■ Document passage:

As usual, Rod's words have been prescient. There is an enormous hunger in America. After being pent-up by Covid lock-downs and then abused by a negligent and usury government, we want to get back to our roots. The woke assault on Christianity should get the backlash that it deserves now, because Americans trust in the Lord. He comes first, not the feeble-minded state. That is in our DNA. With the right support, God will save our nation and we will be able to put false leaders, out to pasture.
schedule 12 months ago
VikingLS
VikingLS
I am originally from Lexington, Kentucky and actually lived in Wilmore, where Asbury is, for a year when I was about 12 years old. Wilmore is a really small town. Most people either are involved with the college in someway or commute to Lexington. There's no other economy in town. All the visitors have apparently overwhelmed the town including things like water and sewer, so apparently the city and college are trying to get things back to somewhat normal.

Asbury is still pretty conservative and open about its Christianity and this is not the first time that a revival has broken out there. My sister and a friend of mine who went to school there have both been and reported a really moving experience. What's most interesting to me is the spread of the revival to other campuses. I know that Northern Kentucky University, which is public, and Cedarville University (Baptist) have seen chapel revivals inspired by what's happening at Asbury.

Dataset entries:
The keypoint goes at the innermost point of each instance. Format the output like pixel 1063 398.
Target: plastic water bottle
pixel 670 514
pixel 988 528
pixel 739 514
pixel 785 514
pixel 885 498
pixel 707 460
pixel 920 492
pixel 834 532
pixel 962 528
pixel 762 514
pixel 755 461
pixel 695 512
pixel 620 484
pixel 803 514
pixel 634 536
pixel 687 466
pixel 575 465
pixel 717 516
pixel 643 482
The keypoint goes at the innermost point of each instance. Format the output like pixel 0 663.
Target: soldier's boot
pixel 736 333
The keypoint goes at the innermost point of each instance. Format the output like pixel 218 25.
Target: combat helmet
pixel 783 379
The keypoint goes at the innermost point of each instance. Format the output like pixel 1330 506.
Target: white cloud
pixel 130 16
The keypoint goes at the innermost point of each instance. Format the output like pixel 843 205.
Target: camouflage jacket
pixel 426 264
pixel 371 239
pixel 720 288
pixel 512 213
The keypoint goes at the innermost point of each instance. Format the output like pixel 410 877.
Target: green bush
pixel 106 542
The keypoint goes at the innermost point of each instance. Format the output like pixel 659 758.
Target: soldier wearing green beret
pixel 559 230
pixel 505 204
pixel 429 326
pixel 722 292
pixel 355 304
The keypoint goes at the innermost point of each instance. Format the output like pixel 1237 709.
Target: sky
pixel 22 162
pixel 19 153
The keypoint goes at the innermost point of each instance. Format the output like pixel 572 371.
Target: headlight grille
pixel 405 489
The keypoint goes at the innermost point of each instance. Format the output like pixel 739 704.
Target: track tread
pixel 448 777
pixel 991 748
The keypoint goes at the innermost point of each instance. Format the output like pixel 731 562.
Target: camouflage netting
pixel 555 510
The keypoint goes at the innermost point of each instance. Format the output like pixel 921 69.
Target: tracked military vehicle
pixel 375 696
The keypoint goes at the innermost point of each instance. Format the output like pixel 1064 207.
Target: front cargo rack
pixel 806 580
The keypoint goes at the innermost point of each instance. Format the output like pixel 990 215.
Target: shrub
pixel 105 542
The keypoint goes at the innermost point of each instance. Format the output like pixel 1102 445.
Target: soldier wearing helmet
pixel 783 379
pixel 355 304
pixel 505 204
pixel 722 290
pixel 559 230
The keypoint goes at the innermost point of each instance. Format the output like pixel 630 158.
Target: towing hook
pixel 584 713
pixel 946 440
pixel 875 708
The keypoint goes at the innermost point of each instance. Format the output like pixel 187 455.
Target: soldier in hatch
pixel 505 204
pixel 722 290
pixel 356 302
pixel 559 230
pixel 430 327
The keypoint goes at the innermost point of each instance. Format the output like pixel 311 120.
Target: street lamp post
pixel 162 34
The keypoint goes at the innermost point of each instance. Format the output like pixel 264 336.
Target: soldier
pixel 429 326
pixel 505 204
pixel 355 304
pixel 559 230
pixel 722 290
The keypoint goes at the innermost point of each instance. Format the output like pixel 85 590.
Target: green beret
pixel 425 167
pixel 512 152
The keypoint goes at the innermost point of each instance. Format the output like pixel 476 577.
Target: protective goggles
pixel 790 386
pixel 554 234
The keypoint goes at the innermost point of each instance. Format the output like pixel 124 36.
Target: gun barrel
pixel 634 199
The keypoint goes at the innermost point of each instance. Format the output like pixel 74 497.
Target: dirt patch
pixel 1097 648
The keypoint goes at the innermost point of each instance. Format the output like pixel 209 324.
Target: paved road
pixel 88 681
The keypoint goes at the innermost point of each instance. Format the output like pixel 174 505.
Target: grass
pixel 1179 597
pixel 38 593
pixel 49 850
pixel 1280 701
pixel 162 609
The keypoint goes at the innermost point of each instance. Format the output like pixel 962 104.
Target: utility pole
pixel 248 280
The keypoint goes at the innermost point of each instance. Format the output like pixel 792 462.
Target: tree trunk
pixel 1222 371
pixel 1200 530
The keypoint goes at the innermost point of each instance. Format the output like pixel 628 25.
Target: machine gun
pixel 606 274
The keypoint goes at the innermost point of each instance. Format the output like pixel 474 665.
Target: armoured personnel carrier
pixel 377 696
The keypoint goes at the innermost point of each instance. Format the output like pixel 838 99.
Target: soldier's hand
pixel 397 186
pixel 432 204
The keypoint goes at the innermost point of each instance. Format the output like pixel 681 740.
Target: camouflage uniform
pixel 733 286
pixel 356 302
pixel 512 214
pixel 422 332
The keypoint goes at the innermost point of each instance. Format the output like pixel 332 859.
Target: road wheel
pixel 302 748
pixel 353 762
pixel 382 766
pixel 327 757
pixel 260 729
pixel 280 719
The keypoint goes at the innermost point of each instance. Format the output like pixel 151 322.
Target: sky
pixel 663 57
...
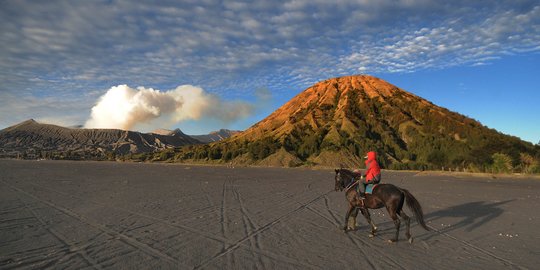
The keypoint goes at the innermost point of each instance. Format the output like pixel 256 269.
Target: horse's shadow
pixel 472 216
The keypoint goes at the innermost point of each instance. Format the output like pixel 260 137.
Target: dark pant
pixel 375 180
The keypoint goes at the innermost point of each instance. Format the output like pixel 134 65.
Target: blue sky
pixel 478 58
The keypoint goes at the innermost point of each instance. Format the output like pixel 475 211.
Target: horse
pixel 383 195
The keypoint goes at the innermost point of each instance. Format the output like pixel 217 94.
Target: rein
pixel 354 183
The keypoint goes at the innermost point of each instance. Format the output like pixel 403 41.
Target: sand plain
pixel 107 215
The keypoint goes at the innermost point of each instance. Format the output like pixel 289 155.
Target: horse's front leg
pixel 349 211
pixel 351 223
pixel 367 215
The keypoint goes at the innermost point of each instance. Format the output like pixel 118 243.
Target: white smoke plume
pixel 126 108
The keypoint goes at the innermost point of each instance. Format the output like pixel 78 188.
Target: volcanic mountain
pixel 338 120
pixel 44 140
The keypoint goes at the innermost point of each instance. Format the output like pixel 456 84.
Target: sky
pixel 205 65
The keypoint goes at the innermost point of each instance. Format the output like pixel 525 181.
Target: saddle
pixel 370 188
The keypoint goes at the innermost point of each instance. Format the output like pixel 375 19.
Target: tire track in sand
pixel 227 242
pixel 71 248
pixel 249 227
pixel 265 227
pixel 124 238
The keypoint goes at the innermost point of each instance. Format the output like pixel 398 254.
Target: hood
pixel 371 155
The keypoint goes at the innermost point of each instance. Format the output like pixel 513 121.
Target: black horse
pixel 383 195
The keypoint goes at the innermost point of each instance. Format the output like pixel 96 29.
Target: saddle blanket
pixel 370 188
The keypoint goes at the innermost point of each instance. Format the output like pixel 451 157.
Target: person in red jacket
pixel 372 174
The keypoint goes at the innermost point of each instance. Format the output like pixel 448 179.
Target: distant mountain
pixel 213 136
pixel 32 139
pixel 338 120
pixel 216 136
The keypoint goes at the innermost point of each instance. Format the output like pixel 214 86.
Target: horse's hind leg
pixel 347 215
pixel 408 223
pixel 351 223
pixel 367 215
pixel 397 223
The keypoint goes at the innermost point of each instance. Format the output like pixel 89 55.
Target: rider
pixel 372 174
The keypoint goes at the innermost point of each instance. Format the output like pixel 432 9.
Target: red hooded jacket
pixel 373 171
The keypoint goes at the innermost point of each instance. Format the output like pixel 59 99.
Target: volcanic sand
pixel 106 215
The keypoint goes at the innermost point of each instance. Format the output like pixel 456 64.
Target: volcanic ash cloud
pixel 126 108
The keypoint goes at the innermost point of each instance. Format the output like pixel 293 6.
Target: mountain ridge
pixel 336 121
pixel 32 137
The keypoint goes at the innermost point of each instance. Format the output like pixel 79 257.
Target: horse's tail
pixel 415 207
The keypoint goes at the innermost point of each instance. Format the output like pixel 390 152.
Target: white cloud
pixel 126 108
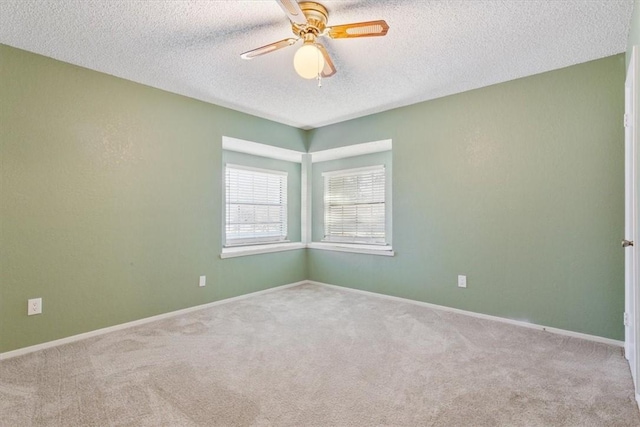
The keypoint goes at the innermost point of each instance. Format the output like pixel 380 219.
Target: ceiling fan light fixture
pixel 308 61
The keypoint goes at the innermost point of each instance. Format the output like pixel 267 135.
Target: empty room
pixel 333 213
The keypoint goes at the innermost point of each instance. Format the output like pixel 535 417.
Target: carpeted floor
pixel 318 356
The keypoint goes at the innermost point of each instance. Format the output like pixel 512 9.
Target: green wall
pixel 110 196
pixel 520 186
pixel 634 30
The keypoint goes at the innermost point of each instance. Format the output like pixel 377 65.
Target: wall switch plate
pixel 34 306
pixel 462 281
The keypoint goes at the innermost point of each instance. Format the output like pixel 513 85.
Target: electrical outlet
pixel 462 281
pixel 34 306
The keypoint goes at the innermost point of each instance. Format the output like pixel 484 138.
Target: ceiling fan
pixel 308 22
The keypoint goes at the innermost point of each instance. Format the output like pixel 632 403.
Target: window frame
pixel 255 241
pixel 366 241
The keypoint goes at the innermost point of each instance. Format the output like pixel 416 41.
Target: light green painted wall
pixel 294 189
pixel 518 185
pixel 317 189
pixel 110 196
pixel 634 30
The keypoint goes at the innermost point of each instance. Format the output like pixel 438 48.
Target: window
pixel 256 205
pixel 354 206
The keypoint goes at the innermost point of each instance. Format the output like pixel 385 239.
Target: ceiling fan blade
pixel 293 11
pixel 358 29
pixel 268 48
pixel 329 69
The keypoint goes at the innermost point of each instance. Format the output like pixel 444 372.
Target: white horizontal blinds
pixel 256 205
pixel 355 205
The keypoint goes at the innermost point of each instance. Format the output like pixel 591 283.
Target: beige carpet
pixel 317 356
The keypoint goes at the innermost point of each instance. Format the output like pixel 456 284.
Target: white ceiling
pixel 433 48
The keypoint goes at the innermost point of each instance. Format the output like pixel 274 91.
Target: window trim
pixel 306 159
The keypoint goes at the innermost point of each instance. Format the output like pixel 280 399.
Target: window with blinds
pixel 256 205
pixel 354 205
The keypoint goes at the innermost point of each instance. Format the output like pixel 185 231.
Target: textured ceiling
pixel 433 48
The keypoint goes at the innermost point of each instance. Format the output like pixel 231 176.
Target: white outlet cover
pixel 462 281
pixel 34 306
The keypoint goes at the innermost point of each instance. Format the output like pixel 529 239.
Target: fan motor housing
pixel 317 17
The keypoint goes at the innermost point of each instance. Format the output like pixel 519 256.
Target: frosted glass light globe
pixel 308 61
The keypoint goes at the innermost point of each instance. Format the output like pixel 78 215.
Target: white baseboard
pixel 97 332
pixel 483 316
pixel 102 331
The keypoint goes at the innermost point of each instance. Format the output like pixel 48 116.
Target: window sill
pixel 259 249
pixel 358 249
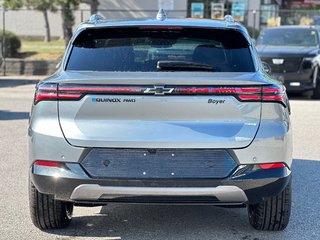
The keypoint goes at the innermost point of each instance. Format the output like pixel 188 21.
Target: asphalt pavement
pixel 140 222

■ Problem statement:
According to the Asbury revival passage, which two other universities have seen chapel revivals inspired by what is happening at Asbury? The dataset entries are separate from the Asbury passage and unrelated to it.

■ Task solution:
Northern Kentucky University and Cedarville University.